* Task directions
From the first line to the last, transcribe the data exactly.

* Information provided
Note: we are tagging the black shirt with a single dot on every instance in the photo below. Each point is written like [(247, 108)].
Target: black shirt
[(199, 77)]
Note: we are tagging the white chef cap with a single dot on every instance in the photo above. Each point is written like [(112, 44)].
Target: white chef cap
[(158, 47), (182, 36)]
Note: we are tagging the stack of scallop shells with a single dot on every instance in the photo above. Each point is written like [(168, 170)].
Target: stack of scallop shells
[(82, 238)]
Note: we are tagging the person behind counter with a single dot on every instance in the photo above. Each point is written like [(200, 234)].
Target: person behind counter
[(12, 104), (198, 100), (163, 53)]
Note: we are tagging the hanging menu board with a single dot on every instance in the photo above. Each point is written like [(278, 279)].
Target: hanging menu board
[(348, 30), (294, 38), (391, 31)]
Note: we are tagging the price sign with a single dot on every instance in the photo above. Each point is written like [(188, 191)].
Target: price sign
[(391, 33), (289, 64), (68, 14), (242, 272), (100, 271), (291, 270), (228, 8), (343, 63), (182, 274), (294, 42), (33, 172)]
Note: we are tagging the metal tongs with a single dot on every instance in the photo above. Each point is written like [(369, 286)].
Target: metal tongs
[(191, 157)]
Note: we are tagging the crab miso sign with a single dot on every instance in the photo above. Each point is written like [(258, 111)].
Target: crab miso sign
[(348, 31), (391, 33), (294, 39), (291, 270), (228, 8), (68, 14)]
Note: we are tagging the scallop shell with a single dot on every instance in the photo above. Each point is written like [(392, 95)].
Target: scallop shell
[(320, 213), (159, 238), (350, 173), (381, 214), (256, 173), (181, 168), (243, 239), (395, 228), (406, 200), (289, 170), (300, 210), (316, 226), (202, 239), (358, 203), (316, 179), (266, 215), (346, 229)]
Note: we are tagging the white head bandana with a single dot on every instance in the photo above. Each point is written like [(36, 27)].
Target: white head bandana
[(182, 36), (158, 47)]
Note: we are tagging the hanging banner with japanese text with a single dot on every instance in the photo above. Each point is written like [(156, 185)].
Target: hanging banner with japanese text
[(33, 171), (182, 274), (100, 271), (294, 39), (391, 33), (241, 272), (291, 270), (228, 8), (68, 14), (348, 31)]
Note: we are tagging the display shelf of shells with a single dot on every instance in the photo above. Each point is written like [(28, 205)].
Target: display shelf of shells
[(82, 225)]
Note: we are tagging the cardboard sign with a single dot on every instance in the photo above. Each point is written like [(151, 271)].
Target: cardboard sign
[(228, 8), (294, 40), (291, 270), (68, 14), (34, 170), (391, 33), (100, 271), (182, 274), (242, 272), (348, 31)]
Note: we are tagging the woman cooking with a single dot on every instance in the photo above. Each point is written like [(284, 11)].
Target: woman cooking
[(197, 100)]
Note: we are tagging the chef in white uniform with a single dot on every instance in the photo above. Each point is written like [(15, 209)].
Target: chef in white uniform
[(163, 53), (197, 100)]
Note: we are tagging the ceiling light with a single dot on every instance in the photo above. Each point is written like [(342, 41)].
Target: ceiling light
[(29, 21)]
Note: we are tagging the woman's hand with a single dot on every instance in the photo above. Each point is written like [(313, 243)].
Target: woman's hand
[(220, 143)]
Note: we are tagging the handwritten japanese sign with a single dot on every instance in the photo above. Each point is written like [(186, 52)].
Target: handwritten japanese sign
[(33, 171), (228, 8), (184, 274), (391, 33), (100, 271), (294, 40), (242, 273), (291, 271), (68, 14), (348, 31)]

* Expected output
Note: we are tagging the black shirt with a single dot on every instance in the photo below. Each point is written like [(247, 108)].
Target: black shirt
[(199, 77)]
Note: we are tagging the white chef cap with a single dot on every instance in the photo above. Each point is written like [(112, 44)].
Target: white chef cap
[(158, 47), (182, 36)]
Note: we are tagging the stack of scallop shells with a single dot on every instance in the photo above. Each point is written like [(168, 170)].
Target: stack of scallop shells
[(82, 238)]
Note: we are tagging the person behind counter with a single dot on every instance in the photo above. Each point is written like [(200, 234)].
Target: person behind counter
[(12, 104), (198, 100), (163, 53)]
Note: we are tagging the hanging menu board with a single dot on every instance in the photo above. Each point is written like [(278, 279)].
Target: hanging menu board
[(348, 30), (294, 38), (391, 31)]
Note: we are tagging the price sign with a single dot on every instance in the photo above. Each point is written like [(188, 191)].
Target: price sign
[(391, 33), (289, 64), (68, 14), (242, 272), (100, 271), (291, 270), (228, 8), (343, 63), (182, 274), (294, 42), (33, 172)]
Note: we are tagging the metal tongs with a single dot on every instance in the photo above. Each point is written like [(369, 286)].
Target: metal tongs
[(191, 157)]
Note: we are tagging the crab miso sign with a single dot on every instance in the photo above. Each point is written like [(258, 111)].
Target: crab miso sign
[(348, 31), (391, 33), (294, 39), (291, 270), (228, 8), (68, 14)]
Note: we are tagging the scallop shell with a single dot on every instance in the photo above. Each point is written like [(392, 95)].
Target: scallop shell
[(320, 213), (159, 238), (350, 173), (381, 214), (256, 173), (181, 168), (243, 239), (395, 228), (406, 200), (289, 170), (300, 210), (316, 226), (202, 239), (358, 203), (316, 179), (266, 215), (346, 229)]
Note: we are tagging the white head bandana with a single dot on every instance in the photo above. Each point is written like [(36, 27)].
Target: white head bandana
[(182, 36), (158, 47)]
Note: we are tagging the hanging banner with japanese text with a single dot on every instance in the photo above. Each point is written like [(156, 185)].
Target: hanging banner with japanese text
[(33, 171), (182, 274), (100, 271), (294, 39), (391, 33), (241, 272), (291, 270), (228, 8), (68, 14), (348, 31)]
Note: we are tagging the display shelf of shells with a single dot on every instance in the photo above. Each point is written like [(28, 205)].
Target: display shelf of shells
[(82, 225)]
Note: we are tagging the cardboard sign with a single dot on every instance in the photo above. Each point is written like [(151, 271)].
Target: cardboard sign
[(228, 8), (294, 40), (291, 270), (68, 14), (34, 170), (391, 33), (100, 271), (182, 274), (242, 272), (348, 31)]
Note: we are tagging the woman cooking with a single dot on every instance in the photo above. Each point is written like [(284, 11)].
Target: woman cooking
[(197, 100)]
Note: we are tagging the chef in white uniform with a single dot on every instance in the photo above. Each point is written like [(15, 209)].
Target: chef in white uniform
[(163, 53), (197, 100)]
Note: we are tagging the ceiling light with a single dot on every instance in the photo above. Each point is written like [(342, 41)].
Target: ceiling light
[(29, 21)]
Note: we are tagging the woman's hand with a single dot on every instance in the photo above. Each point is written like [(313, 243)].
Target: woman's hand
[(220, 143)]
Note: we are tagging the handwritten japanese sign with a single dot on every instance in the photo above. Each point is written like [(186, 52)].
Target: handwritten japanese sign
[(33, 171), (228, 8), (184, 274), (391, 33), (100, 271), (294, 40), (242, 273), (291, 271), (68, 14), (348, 31)]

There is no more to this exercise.